◆ **Try it**:
Repeat the records exactly, with one exception: no images.
##############################
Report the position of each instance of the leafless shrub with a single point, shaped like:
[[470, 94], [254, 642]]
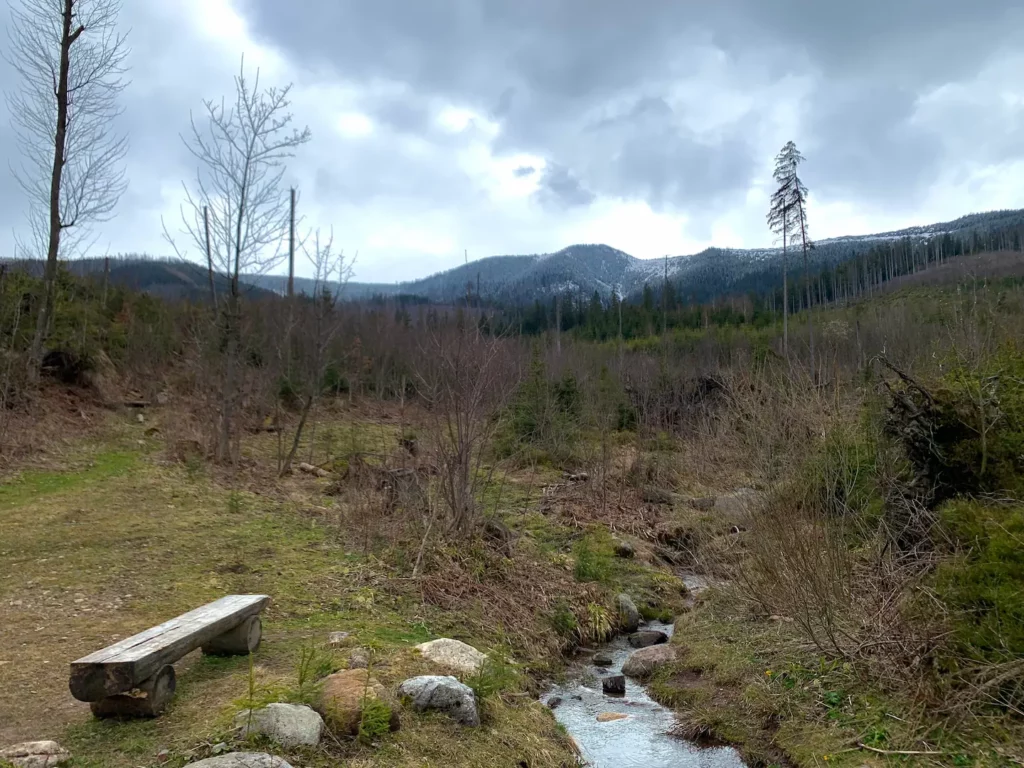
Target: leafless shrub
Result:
[[464, 380]]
##############################
◆ **Exercise result**:
Report the position of each instance of the leafless shrub with a single point, shaped like:
[[470, 94], [254, 642]]
Target: leafless shrub
Result:
[[464, 380]]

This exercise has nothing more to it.